Exercise data Block Start

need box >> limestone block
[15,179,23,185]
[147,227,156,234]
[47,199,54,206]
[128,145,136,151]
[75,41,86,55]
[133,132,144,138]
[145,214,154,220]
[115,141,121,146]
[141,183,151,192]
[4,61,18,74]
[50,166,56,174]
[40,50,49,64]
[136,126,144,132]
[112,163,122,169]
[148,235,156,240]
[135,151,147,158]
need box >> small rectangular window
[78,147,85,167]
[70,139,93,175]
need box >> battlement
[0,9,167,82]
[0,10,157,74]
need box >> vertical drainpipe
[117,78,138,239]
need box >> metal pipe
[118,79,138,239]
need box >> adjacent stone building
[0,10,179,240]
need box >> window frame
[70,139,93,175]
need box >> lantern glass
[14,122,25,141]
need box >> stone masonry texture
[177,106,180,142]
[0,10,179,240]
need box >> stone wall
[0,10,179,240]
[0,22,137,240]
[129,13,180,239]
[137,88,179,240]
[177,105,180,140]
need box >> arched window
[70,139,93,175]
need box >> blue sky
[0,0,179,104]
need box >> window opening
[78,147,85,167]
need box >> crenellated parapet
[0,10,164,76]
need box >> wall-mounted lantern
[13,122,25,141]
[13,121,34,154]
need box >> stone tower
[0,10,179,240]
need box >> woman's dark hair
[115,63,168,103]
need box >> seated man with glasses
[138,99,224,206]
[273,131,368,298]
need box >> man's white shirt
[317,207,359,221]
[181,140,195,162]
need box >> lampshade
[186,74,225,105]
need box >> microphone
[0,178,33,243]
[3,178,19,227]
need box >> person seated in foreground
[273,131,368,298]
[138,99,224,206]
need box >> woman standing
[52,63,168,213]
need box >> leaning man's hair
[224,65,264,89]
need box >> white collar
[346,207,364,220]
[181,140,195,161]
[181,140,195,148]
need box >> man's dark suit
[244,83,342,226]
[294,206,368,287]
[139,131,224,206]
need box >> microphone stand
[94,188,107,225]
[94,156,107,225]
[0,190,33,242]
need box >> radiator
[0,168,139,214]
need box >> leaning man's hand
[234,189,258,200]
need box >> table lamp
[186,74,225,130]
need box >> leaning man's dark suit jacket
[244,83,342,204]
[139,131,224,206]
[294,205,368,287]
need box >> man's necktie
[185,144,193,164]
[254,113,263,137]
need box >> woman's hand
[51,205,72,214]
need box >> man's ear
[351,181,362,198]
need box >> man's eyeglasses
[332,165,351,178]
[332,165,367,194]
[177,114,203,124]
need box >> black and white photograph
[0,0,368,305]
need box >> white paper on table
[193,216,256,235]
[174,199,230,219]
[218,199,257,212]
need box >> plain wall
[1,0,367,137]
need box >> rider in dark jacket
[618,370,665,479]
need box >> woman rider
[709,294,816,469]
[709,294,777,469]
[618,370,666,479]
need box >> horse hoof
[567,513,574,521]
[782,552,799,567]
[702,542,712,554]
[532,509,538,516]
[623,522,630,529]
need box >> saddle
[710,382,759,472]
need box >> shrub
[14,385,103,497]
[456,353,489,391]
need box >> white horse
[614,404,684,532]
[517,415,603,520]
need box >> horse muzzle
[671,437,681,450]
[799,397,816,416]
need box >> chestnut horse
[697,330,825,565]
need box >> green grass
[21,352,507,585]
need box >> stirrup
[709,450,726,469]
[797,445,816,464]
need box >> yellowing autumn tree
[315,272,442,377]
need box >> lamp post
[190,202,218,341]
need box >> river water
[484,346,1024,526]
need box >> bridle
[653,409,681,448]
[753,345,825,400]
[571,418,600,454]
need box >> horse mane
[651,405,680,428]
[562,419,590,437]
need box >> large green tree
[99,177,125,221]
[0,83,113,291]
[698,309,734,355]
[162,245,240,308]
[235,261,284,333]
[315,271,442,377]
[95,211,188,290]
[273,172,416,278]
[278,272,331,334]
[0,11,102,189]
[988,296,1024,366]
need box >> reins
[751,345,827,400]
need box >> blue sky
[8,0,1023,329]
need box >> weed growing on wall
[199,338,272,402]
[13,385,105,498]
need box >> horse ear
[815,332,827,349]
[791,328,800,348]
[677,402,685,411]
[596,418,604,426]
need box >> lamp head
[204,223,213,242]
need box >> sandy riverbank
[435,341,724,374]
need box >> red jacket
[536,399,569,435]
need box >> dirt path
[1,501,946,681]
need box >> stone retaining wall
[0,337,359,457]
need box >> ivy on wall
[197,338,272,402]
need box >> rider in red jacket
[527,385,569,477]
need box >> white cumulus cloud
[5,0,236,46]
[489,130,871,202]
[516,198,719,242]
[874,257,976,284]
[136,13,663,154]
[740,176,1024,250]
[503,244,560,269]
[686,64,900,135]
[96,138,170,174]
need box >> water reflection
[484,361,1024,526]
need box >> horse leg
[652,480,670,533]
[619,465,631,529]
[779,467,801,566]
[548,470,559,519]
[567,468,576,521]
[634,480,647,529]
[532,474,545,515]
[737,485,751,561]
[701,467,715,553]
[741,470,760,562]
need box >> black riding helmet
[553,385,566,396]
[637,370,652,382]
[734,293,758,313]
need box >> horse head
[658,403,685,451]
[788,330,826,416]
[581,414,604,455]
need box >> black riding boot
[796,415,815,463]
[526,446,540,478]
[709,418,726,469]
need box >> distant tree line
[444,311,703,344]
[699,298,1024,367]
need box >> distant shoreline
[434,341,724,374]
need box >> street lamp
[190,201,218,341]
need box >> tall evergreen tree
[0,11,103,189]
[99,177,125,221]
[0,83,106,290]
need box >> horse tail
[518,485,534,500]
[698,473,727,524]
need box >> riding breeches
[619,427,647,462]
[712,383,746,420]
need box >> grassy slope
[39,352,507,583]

Exercise data Block End

▶ **Instructions for the task**: Each record should be returned precisely as written.

▶ **Result of the exercise**:
need box >> limestone block
[15,179,23,185]
[147,227,156,234]
[47,199,54,206]
[128,145,136,151]
[75,41,86,55]
[133,132,144,138]
[145,214,154,220]
[115,141,121,146]
[141,183,151,192]
[4,61,18,74]
[50,166,56,174]
[40,50,49,64]
[136,126,144,132]
[112,163,122,169]
[148,235,156,240]
[135,151,147,158]
need box >> small rectangular window
[78,147,85,167]
[70,139,93,175]
need box >> battlement
[0,9,167,82]
[0,10,157,74]
need box >> vertical drainpipe
[117,78,138,239]
need box >> metal pipe
[118,79,138,239]
need box >> adjacent stone building
[0,10,179,240]
need box >> window frame
[70,139,93,175]
need box >> lantern glass
[14,122,25,141]
need box >> stone masonry texture
[177,106,180,142]
[0,10,179,240]
need box >> stone wall
[0,10,179,240]
[0,22,137,240]
[129,13,180,239]
[137,88,179,240]
[177,105,180,140]
need box >> arched window
[70,139,93,175]
need box >> blue sky
[0,0,179,104]
need box >> window opening
[78,147,85,167]
need box >> crenellated parapet
[0,10,164,76]
need box >> wall-mounted lantern
[13,122,25,141]
[13,121,34,154]
need box >> stone tower
[0,10,179,240]
need box >> woman's dark hair
[115,63,168,103]
need box >> seated man with glasses
[138,99,224,206]
[273,131,368,298]
need box >> man's white shirt
[317,207,359,221]
[181,140,195,162]
need box >> lampshade
[186,74,225,105]
need box >> microphone
[0,178,33,243]
[3,178,19,227]
need box >> person seated in foreground
[273,131,368,298]
[138,99,224,206]
need box >> woman standing
[52,63,168,213]
need box >> leaning man's hair
[224,65,264,89]
need box >> white collar
[346,207,364,220]
[181,140,195,161]
[181,140,195,148]
need box >> man's dark suit
[244,83,342,226]
[294,206,368,287]
[139,131,224,206]
need box >> microphone stand
[94,188,107,225]
[94,156,107,225]
[0,190,33,242]
need box >> radiator
[0,168,139,214]
need box >> leaning man's hand
[234,189,258,200]
need box >> table lamp
[186,74,225,130]
need box >> leaning man's dark suit jacket
[244,83,342,204]
[139,131,224,206]
[294,205,368,287]
need box >> man's necktie
[185,144,193,164]
[254,113,263,137]
need box >> woman's hand
[51,205,72,214]
need box >> man's ear
[351,181,362,198]
need box >> man's eyeglasses
[332,165,351,178]
[332,165,367,194]
[177,114,203,124]
need box >> black and white photograph
[0,0,368,305]
need box >> white paper on table
[193,216,256,235]
[174,199,230,219]
[218,199,257,212]
need box >> plain wall
[1,0,367,137]
need box >> rider in dark jacket
[618,370,665,479]
need box >> woman rider
[709,294,816,469]
[709,294,777,469]
[618,370,666,479]
need box >> horse hoof
[567,513,574,521]
[782,552,799,567]
[702,542,712,554]
[532,509,538,516]
[623,522,630,529]
need box >> saddle
[710,382,759,472]
need box >> shrub
[14,385,103,497]
[456,353,489,391]
need box >> white horse
[614,404,684,532]
[517,415,603,520]
need box >> horse muzzle
[671,437,681,450]
[799,397,816,416]
need box >> chestnut horse
[697,330,825,565]
need box >> green grass
[21,352,507,585]
need box >> stirrup
[709,450,726,469]
[797,445,816,464]
need box >> yellowing autumn tree
[315,272,442,377]
need box >> lamp post
[190,202,218,341]
need box >> river water
[484,346,1024,526]
need box >> bridle
[653,409,681,448]
[753,345,825,400]
[571,418,600,454]
need box >> horse mane
[651,405,680,428]
[562,419,590,437]
need box >> large green tree
[99,177,125,221]
[0,83,113,291]
[698,309,734,355]
[162,245,240,308]
[235,261,284,333]
[315,271,442,377]
[95,211,188,290]
[273,172,416,278]
[278,272,331,334]
[0,11,102,189]
[988,296,1024,366]
need box >> reins
[751,345,827,400]
need box >> blue sky
[8,0,1023,329]
need box >> weed growing on wall
[199,338,272,402]
[13,385,105,498]
need box >> horse ear
[815,332,827,349]
[791,328,800,348]
[677,402,685,411]
[596,418,604,426]
need box >> lamp head
[204,223,213,242]
need box >> sandy riverbank
[435,341,724,374]
need box >> red jacket
[536,399,569,435]
need box >> dirt path
[1,501,946,681]
need box >> stone retaining wall
[0,337,359,457]
need box >> ivy on wall
[197,338,272,402]
need box >> rider in red jacket
[527,385,569,477]
need box >> white cumulus cloud
[5,0,236,46]
[489,130,871,202]
[516,198,719,242]
[874,257,976,284]
[136,13,663,154]
[740,176,1024,250]
[503,244,560,269]
[686,64,900,135]
[96,138,170,174]
need box >> water reflection
[484,361,1024,526]
need box >> horse leg
[652,480,670,533]
[619,465,631,529]
[779,467,801,566]
[548,470,559,519]
[567,468,576,521]
[634,480,647,529]
[532,474,545,515]
[737,485,751,561]
[701,467,715,553]
[741,470,760,562]
need box >> black riding helmet
[553,385,566,396]
[637,370,652,382]
[734,293,758,313]
need box >> horse head
[658,403,685,451]
[788,330,826,416]
[581,414,604,455]
need box >> black riding boot
[796,415,815,463]
[526,446,540,478]
[709,418,726,469]
need box >> distant tree line
[444,311,703,344]
[699,298,1024,367]
need box >> distant shoreline
[434,341,724,374]
need box >> street lamp
[190,201,218,341]
need box >> tall evergreen tree
[0,11,103,189]
[99,177,125,221]
[0,83,106,290]
need box >> horse tail
[518,485,534,500]
[698,473,727,524]
need box >> riding breeches
[619,427,647,462]
[712,383,746,420]
need box >> grassy slope
[39,352,507,583]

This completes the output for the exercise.